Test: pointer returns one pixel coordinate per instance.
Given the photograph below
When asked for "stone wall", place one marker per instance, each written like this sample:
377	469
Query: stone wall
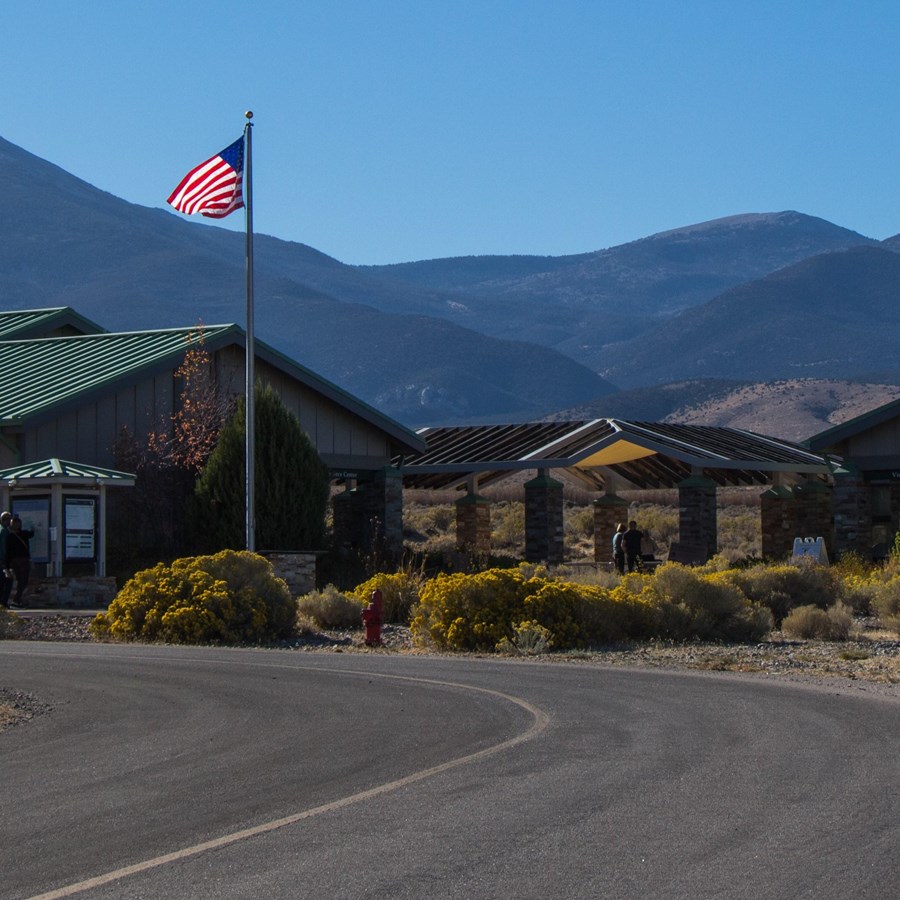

Assignment — Leave out the pictures and copy every record above exactly.

The completed task —
Test: pointer returns one pixel coordinate per instance.
Given the photograph below
When asked for "stone wall", place one marker per instance, each written like this sample:
377	469
Query: stone wall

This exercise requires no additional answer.